Newly minted Conservative leader Erin O’Toole’s Labour Day message should worry Canada’s mainstream left.

The video starts with O’Toole stating, “I was raised in a General Motors family. My dad worked there for over 30 years. I represent a riding of auto workers — one that depends on manufacturing for its prosperity. And I have to say, things are not OK.” 

He blames “big government” for Canada’s economic problems, but then, surprisingly, also blames the corporate world: “Part of the problem is big business; corporate and financial power brokers who care more about their shareholders than their employees. They love trade deals with China that allow them to access cheap labour.”

Racism and economic policy have always gone hand in hand. From the earliest days of capitalist industry on this land, racism has been a way to justify lower wages and poor working conditions, or to compel consumers to buy this or that. What’s new is that the economic reality wrought by three decades of neoliberalism is now exacerbated by a pandemic.

O’Toole knows that Canadians are hungry to hear a made-in-Canada economic policy. Canada’s reliance on free trade has been a disaster for local jobs and wages, and has been part of a global race to the bottom where profits are maximized at the expense of the lives of the workers who generated those profits. 

Climate change requires us to rethink our global supply chains and repatriate many of the industries we’ve outsourced to reduce how much carbon is required to move stock along a supply chain. Similarly, we need to stop exporting our garbage to other countries.

The pandemic has also made it clear that we need a manufacturing base to ensure Canadians have access to things such as personal protective equipment in a crisis.  

But making these arguments must be done in concert with an overall prosperity plan that builds local economic capacity and doesn’t foster the sort of xenophobic and racist sentiment usually accompanying the “my country first” cry. The modern Left hasn’t figured out how to get this done.

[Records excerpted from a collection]
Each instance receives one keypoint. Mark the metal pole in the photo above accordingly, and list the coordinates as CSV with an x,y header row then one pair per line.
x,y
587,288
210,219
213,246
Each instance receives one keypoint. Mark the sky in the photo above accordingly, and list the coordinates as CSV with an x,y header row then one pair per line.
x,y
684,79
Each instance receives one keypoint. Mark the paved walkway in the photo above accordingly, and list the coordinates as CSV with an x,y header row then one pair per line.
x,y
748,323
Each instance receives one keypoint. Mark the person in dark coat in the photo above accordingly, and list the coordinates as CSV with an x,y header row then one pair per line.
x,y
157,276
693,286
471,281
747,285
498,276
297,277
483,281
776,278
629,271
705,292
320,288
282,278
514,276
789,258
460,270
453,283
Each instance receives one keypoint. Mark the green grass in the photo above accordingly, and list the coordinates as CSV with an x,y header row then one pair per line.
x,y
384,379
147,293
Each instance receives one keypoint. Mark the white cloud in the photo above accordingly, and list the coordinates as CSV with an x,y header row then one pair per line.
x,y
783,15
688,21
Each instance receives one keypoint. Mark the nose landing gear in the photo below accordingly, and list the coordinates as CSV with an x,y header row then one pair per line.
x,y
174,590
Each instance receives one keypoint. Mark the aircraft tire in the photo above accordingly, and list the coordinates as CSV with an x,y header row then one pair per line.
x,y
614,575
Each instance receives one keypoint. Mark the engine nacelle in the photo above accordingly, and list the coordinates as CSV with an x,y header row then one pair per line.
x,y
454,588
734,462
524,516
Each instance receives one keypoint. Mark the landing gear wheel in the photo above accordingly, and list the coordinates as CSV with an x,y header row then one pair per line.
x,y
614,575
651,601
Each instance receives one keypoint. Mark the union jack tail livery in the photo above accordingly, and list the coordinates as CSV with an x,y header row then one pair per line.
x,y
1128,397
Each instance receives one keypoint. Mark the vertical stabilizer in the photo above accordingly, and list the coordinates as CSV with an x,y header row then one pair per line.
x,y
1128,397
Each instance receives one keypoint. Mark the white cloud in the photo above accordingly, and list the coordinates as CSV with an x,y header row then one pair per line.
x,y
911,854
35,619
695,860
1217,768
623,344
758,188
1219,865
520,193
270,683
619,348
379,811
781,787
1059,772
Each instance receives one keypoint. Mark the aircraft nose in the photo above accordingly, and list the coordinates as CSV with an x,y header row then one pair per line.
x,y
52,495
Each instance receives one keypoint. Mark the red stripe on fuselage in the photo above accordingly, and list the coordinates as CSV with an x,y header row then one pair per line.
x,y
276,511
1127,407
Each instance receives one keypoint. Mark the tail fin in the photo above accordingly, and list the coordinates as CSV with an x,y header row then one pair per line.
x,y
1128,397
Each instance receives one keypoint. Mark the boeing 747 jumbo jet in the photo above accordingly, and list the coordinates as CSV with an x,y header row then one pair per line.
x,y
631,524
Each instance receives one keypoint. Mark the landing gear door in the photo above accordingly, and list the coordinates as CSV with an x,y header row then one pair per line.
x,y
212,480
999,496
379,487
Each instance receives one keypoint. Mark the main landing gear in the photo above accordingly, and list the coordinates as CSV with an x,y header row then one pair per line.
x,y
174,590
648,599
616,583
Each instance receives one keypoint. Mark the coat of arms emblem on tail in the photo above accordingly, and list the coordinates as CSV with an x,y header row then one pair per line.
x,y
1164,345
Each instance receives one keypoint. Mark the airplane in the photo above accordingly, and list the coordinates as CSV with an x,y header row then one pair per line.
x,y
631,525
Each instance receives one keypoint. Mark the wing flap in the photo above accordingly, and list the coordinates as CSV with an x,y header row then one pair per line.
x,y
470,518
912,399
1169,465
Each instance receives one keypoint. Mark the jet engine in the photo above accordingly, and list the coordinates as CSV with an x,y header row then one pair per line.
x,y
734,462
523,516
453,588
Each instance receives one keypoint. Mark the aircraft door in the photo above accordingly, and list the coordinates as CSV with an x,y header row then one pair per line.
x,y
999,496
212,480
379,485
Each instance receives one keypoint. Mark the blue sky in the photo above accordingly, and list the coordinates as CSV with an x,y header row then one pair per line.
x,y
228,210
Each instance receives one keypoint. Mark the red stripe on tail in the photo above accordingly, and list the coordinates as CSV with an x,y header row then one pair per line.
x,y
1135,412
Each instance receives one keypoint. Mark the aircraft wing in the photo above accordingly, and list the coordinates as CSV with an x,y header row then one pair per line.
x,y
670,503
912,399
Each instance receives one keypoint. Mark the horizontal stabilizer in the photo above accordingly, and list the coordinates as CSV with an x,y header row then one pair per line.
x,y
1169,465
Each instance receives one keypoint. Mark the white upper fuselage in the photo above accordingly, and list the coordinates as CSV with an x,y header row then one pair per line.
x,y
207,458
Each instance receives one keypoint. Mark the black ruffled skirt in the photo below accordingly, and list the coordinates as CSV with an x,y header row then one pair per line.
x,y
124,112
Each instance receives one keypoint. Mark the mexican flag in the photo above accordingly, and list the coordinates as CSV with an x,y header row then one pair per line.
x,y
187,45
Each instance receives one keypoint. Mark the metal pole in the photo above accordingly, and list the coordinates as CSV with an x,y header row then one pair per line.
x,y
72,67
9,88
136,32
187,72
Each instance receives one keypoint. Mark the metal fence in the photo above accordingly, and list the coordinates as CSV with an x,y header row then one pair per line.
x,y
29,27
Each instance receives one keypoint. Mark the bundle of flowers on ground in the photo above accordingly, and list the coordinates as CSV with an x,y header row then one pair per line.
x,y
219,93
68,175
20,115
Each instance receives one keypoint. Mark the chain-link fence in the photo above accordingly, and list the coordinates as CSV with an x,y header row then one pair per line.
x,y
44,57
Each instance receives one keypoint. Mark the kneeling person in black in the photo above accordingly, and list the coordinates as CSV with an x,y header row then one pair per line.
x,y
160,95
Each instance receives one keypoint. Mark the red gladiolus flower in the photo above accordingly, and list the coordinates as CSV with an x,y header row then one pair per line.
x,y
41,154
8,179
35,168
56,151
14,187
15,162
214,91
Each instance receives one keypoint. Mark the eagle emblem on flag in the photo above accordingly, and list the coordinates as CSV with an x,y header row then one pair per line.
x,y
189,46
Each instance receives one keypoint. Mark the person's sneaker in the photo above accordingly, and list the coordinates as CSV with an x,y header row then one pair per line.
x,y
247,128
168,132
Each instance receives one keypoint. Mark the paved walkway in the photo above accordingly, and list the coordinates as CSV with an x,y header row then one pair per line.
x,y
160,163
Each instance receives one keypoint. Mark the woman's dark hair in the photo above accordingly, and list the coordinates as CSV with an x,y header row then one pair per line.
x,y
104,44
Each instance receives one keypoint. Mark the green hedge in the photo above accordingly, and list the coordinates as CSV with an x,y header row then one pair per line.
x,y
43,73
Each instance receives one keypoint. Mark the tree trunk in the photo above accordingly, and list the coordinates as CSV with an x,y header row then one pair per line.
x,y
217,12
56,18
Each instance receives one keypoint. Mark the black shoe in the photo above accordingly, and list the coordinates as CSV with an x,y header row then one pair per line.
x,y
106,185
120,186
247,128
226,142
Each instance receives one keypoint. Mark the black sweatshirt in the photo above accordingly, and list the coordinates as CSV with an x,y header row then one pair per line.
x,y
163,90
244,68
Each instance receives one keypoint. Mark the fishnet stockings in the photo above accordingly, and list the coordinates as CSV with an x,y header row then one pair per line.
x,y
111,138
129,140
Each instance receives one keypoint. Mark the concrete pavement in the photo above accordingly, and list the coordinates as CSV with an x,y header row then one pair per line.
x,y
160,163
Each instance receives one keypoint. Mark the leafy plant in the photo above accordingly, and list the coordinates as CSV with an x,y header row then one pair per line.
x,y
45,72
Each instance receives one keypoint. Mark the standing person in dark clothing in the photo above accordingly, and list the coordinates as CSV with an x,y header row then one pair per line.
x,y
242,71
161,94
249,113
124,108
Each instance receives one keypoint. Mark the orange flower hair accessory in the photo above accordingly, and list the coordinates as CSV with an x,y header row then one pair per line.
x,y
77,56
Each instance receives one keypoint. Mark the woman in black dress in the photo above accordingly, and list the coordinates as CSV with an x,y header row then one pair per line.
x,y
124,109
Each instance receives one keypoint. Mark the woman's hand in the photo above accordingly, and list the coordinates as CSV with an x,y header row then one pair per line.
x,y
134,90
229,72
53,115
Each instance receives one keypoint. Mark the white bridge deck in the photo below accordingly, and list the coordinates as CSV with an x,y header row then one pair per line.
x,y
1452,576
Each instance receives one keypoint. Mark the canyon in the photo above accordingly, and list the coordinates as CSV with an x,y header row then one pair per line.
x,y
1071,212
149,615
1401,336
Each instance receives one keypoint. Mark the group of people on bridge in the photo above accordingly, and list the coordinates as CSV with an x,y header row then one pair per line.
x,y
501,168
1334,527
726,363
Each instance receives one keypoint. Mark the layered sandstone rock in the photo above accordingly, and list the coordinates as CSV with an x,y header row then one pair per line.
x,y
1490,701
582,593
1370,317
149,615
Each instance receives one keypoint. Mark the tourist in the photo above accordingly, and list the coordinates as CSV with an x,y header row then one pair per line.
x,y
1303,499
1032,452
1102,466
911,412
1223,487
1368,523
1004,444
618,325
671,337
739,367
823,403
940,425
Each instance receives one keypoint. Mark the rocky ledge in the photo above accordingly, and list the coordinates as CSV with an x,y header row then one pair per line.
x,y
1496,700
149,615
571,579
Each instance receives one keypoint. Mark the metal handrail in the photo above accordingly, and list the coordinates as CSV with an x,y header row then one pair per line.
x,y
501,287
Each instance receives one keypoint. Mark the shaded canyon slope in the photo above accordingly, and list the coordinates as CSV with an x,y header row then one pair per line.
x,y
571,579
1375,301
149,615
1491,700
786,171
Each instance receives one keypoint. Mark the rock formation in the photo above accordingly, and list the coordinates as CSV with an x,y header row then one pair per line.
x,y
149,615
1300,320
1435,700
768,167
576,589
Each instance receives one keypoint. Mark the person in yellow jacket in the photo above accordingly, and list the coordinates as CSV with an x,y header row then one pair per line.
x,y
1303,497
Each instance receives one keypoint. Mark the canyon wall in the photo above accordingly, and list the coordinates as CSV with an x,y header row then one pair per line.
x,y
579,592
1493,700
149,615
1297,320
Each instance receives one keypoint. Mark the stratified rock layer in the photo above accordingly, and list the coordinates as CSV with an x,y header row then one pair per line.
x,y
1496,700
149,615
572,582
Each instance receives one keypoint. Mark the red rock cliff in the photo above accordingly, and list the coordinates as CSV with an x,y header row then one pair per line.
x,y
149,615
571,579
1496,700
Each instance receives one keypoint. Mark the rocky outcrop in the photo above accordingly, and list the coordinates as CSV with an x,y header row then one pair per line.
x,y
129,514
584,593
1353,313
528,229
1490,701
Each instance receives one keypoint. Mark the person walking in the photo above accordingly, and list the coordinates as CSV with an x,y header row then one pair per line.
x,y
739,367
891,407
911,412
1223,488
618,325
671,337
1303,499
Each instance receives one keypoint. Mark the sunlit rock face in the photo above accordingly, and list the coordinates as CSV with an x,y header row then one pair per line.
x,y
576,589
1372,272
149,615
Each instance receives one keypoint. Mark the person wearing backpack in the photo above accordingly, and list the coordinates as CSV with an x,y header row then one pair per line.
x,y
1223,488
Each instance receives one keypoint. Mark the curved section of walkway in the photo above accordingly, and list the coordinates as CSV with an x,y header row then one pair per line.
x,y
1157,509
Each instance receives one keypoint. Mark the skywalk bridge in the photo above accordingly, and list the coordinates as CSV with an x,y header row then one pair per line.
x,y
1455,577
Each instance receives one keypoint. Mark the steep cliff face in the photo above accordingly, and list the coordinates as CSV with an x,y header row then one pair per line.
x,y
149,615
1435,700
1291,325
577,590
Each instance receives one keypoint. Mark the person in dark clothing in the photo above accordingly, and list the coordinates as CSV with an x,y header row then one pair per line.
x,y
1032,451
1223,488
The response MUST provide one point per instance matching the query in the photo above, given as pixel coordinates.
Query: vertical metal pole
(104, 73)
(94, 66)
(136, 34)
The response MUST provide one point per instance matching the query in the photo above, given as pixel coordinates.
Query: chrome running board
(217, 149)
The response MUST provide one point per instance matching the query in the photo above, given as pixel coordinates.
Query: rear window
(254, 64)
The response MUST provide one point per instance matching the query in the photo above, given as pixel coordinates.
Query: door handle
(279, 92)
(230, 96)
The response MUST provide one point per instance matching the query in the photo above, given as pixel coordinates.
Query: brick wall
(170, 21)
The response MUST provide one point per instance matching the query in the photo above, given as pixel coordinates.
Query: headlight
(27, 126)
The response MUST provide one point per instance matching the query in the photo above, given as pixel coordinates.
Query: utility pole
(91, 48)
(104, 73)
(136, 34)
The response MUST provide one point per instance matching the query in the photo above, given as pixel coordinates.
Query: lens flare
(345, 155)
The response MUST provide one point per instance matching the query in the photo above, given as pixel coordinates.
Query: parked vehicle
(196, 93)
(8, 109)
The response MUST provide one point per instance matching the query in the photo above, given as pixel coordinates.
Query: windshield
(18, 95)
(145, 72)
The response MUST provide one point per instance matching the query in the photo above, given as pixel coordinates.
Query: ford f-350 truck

# ACTIONS TO TAKE:
a: According to the commentary on O’Toole’s Labour Day message, which company did O’Toole’s father work for, and for how long?
b: The commentary on O’Toole’s Labour Day message says climate change calls for repatriating outsourced industries. What reason does it give?
c: Decide whether each statement agrees with the commentary on O’Toole’s Labour Day message. Answer yes or no for each, and quote the words from the commentary that decide it.
(i) O’Toole blames only big government for Canada’s economic problems.
(ii) The modern Left has worked out how to combine a made-in-Canada economic policy with a prosperity plan that avoids xenophobic sentiment.
(iii) Racism has been used to justify lower wages.

# SOLUTION LIST:
a: He worked for General Motors for over 30 years.

b: Bringing those industries back would reduce how much carbon is required to move stock along a supply chain.

c:
(i) No: "but then, surprisingly, also blames the corporate world"
(ii) No: "The modern Left hasn’t figured out how to get this done."
(iii) Yes: "racism has been a way to justify lower wages and poor working conditions"